Exercise: Return each line of the items below that includes the word "edges".

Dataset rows
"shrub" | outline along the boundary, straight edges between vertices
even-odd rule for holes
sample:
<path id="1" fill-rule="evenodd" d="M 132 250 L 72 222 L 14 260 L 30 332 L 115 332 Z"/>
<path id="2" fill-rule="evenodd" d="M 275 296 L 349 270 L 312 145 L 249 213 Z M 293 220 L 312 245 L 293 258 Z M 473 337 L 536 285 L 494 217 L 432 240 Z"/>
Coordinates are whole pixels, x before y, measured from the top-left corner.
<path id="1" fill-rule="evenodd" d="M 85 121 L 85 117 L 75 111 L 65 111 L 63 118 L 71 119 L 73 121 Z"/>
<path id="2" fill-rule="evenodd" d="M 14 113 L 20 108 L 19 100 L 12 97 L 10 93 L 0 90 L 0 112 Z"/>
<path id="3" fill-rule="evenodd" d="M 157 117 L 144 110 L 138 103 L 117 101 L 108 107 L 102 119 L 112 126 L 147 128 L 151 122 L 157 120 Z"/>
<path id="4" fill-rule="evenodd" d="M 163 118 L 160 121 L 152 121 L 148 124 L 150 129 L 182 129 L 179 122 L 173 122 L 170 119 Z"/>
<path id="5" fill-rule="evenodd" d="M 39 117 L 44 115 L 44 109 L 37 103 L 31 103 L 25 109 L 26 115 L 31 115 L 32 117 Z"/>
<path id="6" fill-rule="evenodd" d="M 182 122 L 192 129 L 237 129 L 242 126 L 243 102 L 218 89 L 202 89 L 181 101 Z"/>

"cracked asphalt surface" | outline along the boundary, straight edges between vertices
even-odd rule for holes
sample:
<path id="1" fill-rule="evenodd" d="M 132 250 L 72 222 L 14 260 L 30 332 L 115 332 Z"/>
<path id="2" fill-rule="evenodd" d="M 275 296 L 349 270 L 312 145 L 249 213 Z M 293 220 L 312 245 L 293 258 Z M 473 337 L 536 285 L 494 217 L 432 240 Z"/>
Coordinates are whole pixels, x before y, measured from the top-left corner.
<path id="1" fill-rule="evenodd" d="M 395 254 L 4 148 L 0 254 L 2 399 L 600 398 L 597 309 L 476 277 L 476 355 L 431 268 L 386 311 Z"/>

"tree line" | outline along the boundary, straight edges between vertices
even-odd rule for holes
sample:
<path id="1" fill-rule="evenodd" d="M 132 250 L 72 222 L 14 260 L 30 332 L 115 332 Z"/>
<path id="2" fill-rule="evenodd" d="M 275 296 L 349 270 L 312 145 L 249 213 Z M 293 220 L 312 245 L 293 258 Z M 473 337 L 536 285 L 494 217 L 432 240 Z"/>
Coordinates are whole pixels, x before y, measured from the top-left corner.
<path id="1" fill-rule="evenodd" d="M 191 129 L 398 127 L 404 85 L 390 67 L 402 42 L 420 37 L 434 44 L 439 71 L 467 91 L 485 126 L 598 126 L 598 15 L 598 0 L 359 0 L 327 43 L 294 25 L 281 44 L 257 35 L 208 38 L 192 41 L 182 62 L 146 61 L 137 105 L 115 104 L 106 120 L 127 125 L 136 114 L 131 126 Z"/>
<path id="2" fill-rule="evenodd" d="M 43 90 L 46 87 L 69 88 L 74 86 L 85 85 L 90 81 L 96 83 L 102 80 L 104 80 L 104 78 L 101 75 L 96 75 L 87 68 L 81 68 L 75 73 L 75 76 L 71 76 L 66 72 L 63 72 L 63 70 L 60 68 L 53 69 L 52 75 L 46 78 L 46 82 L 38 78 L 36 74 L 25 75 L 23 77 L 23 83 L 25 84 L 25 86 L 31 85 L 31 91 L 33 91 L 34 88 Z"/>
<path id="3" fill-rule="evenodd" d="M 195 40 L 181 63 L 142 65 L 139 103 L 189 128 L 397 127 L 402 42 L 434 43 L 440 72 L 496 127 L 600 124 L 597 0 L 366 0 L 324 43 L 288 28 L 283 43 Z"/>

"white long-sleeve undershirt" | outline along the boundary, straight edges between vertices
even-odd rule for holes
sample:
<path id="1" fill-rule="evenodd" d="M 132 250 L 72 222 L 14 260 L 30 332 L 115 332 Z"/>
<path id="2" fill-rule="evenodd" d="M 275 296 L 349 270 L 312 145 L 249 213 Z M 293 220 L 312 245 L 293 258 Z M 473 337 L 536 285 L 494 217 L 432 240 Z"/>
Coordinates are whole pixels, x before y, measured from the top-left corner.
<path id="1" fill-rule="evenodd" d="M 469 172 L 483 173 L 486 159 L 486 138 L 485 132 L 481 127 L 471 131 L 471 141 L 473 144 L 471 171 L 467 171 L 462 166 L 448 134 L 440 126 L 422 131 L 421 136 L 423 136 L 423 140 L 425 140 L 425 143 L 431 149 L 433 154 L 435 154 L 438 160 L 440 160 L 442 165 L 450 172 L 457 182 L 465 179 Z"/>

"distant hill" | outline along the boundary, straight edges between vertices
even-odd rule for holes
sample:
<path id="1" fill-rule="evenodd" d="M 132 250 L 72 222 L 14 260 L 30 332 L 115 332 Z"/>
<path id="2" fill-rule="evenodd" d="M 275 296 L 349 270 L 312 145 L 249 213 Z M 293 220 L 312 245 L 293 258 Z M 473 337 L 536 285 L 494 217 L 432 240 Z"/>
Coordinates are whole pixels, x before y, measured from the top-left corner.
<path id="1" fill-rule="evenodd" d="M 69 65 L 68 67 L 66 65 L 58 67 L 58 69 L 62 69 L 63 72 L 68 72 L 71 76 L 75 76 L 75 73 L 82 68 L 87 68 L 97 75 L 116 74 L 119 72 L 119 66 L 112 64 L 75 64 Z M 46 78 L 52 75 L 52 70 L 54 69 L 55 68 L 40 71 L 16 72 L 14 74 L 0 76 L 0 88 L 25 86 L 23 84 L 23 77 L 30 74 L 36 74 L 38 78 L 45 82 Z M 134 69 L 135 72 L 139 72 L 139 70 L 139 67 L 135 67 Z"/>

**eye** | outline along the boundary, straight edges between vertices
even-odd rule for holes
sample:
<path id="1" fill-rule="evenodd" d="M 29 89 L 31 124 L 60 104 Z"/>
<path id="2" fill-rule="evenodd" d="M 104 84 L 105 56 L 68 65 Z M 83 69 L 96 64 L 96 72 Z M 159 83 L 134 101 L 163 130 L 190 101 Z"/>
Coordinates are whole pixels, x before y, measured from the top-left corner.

The response:
"shrub" | outline along the boundary, straight edges between vertices
"cracked asphalt surface" | outline along the boundary, straight edges between vertices
"tree line" | outline along the boundary, straight edges between vertices
"white long-sleeve undershirt" | outline along the boundary, straight edges between vertices
"distant hill" | outline along the boundary, straight edges between vertices
**eye** | outline along the boundary, straight edges between vertices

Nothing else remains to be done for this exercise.